#### TASK BRIEF
Copying nothing before it, reproduce the line that holds "of the dirt" and every line after it in the data, exactly.

------ PROVIDED DATA ------

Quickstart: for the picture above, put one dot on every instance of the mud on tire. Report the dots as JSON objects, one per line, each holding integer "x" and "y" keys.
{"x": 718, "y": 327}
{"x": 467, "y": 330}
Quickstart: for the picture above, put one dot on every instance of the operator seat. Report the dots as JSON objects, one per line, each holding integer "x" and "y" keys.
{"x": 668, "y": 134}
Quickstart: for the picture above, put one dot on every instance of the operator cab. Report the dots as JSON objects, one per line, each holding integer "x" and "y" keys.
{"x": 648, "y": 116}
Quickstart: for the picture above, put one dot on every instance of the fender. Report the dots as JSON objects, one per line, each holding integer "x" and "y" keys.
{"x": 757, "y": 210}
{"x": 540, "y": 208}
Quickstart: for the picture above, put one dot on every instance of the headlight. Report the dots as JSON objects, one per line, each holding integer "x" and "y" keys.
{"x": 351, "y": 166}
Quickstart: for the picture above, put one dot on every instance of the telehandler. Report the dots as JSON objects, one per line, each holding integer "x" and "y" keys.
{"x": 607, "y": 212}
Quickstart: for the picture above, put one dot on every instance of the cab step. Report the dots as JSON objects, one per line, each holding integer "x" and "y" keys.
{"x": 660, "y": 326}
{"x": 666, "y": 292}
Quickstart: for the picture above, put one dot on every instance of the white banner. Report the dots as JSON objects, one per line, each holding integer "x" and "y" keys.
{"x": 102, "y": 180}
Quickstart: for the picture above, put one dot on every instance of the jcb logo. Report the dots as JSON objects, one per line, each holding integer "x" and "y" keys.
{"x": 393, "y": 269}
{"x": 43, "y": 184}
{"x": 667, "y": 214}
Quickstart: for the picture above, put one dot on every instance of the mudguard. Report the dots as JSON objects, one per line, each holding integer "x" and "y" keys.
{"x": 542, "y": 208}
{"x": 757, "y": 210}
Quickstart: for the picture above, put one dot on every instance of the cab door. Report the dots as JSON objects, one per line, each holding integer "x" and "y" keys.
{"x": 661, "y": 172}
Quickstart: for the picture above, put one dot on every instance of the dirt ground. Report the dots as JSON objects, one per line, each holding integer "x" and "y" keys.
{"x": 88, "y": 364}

------

#### REPLY
Quickstart: for the picture above, put one dot on every instance of the dirt ground. Report the dots as JSON objects, one per line, each holding integer "x" and "y" keys.
{"x": 88, "y": 364}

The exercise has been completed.